Requirement – Determine the number of lines of the records below that include "paper". Respond with the number and no other text.

Source data –
====
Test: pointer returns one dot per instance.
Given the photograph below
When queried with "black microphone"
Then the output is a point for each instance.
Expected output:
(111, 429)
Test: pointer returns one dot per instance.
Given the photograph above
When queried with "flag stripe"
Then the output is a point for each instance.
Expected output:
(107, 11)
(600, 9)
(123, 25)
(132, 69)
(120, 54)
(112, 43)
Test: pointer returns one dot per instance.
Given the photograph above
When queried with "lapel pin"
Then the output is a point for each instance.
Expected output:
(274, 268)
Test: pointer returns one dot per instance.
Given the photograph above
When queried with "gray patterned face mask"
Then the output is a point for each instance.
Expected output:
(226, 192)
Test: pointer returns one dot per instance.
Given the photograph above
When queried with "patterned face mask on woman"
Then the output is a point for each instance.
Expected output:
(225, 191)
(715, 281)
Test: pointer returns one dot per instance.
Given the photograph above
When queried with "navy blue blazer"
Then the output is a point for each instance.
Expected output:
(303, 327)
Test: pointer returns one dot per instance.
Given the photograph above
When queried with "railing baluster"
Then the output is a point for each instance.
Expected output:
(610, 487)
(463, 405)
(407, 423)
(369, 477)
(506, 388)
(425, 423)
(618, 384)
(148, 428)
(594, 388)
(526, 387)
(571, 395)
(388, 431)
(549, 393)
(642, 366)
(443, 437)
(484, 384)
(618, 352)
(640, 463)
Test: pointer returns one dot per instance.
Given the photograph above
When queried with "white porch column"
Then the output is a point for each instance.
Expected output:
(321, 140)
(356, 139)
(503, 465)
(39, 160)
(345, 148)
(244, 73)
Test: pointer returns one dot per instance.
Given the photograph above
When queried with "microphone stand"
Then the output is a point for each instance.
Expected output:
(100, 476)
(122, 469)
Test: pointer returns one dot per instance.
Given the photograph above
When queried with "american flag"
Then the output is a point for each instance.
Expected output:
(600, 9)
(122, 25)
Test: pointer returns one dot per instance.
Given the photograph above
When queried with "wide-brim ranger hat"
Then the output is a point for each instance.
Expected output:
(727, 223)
====
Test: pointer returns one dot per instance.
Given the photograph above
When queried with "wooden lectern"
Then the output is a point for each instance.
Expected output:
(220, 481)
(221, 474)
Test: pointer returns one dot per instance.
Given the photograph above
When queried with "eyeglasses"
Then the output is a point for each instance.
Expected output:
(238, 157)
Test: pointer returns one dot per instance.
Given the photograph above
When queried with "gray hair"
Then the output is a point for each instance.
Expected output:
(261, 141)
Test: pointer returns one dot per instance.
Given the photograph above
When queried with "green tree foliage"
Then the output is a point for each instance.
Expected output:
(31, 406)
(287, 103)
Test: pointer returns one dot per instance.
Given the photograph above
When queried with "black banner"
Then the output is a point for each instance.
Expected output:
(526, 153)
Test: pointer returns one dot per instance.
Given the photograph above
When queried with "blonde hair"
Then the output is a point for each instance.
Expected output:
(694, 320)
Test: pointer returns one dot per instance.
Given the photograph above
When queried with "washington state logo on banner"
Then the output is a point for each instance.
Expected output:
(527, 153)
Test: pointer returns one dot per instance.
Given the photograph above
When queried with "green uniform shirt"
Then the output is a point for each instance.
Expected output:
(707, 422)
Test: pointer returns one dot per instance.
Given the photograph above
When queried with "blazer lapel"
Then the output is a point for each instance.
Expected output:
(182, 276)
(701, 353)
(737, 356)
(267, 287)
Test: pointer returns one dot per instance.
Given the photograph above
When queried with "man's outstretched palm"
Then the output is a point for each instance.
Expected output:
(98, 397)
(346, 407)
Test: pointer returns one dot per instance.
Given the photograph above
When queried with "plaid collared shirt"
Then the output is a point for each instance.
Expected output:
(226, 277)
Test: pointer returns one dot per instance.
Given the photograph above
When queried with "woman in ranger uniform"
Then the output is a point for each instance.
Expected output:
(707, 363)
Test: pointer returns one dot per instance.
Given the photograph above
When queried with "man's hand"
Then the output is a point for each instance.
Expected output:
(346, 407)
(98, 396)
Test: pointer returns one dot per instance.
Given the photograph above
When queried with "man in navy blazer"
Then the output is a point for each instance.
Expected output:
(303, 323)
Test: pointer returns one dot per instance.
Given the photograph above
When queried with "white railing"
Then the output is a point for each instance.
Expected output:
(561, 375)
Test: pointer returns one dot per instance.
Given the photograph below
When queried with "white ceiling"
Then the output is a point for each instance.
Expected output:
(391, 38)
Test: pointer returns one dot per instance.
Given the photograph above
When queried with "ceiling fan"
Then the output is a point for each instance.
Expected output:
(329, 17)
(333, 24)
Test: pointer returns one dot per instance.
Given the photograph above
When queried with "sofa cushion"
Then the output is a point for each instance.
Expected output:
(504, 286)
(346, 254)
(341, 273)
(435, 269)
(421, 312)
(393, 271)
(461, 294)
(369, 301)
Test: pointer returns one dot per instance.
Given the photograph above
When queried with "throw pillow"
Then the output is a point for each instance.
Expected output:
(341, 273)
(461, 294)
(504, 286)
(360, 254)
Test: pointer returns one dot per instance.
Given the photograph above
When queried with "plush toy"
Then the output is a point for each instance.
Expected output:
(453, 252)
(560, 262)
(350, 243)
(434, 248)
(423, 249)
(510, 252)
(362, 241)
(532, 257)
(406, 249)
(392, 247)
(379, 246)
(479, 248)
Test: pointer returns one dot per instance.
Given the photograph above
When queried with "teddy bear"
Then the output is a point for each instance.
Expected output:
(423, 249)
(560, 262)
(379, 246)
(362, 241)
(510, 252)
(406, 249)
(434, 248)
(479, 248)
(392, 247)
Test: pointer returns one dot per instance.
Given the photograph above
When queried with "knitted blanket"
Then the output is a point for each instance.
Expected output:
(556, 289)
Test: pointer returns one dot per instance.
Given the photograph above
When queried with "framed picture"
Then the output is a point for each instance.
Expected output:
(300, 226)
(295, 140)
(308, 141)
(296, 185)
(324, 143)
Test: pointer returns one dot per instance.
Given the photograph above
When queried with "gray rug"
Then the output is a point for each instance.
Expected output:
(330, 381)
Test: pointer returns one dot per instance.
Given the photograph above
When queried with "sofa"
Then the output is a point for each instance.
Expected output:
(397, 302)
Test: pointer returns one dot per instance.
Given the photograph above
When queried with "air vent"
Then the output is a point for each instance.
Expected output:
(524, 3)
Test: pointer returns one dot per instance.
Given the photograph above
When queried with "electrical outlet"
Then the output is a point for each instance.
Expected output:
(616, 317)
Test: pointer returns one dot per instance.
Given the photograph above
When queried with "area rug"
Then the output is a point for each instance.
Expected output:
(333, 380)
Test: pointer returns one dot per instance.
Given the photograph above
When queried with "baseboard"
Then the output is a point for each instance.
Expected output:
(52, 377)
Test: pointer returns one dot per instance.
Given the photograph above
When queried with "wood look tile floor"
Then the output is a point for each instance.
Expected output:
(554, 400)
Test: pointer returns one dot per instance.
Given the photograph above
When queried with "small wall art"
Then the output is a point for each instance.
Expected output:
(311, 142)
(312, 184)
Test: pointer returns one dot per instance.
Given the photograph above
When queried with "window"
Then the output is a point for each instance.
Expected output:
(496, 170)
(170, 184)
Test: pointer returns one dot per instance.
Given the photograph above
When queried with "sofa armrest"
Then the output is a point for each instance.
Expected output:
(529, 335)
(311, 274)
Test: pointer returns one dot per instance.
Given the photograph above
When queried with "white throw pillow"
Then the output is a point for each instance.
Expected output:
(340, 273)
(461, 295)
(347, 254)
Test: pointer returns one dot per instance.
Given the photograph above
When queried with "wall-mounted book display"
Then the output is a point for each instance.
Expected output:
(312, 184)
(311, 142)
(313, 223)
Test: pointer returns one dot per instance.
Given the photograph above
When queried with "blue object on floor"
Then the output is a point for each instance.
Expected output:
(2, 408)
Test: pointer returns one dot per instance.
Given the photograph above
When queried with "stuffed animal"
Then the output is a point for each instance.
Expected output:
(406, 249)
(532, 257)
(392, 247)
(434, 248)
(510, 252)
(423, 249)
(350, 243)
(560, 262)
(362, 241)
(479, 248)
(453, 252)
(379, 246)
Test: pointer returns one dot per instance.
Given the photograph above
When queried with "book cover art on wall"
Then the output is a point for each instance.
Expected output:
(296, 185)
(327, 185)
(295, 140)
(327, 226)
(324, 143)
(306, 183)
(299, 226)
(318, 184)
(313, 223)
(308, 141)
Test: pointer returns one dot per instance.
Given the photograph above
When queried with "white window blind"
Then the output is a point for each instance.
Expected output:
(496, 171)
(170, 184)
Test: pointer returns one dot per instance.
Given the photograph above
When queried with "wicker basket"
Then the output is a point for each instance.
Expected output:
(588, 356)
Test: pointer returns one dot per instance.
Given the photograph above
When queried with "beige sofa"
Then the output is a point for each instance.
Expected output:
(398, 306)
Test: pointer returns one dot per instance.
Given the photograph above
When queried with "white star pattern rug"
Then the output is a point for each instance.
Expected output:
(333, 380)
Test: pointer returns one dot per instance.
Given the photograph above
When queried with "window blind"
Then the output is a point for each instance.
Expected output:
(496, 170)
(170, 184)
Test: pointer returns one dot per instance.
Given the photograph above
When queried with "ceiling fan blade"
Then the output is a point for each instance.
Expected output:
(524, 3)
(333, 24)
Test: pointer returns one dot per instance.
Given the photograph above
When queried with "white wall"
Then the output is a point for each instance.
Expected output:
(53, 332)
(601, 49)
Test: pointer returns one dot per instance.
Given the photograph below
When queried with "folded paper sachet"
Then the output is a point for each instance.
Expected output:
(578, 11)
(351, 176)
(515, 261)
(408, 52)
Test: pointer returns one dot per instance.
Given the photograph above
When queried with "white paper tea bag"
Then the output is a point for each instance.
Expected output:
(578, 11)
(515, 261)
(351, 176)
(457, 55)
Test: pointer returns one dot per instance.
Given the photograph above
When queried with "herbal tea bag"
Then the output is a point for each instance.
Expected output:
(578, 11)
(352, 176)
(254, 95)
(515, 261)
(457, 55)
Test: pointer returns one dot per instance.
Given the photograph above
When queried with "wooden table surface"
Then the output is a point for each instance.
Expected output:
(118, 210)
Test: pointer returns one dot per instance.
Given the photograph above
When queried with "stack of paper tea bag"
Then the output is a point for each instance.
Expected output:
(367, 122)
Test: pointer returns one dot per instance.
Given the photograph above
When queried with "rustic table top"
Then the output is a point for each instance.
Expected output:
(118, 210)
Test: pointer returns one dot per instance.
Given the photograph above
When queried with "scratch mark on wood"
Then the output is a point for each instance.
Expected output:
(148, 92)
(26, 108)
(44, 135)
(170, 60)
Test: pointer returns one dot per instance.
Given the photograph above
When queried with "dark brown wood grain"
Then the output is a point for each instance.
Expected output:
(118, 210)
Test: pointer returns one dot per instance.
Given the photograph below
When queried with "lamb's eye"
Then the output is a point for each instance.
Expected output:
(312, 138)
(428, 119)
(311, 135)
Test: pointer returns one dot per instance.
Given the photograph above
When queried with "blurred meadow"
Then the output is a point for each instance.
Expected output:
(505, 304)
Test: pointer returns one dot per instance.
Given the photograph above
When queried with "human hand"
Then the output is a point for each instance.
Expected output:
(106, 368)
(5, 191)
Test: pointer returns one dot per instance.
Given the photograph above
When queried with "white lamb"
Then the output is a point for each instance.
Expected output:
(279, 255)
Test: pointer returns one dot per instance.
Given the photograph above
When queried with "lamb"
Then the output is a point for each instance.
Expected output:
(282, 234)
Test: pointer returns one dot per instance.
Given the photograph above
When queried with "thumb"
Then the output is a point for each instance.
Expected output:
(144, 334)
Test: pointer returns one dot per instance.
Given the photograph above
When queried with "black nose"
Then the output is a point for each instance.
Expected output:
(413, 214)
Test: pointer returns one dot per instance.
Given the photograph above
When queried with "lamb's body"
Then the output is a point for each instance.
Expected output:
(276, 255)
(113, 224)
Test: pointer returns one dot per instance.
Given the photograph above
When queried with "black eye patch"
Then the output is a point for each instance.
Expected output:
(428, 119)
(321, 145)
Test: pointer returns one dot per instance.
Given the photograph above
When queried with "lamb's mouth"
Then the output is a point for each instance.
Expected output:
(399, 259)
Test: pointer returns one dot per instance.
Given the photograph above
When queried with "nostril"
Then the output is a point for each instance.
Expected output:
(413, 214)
====
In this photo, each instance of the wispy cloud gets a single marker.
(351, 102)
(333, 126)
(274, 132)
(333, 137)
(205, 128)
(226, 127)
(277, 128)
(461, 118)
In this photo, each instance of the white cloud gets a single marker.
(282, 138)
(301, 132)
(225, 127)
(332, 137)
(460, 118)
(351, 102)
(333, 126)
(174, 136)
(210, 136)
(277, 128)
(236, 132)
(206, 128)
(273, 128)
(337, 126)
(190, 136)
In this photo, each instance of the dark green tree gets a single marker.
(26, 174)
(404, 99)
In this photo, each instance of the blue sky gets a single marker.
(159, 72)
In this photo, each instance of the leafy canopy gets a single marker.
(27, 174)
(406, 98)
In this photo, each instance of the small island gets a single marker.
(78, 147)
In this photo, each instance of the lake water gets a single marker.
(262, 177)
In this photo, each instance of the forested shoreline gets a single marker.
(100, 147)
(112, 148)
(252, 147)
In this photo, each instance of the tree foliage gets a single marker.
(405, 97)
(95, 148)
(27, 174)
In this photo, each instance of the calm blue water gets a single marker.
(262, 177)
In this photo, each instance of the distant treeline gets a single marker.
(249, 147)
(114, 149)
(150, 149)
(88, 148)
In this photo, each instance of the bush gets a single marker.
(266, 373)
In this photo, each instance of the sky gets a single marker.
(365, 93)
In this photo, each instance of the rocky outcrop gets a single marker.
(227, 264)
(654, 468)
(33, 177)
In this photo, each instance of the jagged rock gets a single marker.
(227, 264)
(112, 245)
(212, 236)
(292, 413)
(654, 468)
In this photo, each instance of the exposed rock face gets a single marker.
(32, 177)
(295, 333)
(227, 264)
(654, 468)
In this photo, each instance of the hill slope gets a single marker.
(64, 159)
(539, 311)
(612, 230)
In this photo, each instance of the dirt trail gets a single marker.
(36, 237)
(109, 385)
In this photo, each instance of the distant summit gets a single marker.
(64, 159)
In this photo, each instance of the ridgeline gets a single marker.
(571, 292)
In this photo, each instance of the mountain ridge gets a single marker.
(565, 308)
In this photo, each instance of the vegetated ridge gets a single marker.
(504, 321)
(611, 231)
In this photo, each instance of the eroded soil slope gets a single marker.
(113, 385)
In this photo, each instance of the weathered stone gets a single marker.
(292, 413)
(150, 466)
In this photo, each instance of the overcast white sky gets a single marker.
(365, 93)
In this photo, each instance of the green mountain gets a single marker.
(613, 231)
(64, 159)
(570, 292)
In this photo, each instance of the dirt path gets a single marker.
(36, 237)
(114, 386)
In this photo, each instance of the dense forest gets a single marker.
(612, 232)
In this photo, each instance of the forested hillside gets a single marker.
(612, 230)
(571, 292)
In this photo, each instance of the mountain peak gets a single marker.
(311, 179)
====
Solved exercise – 3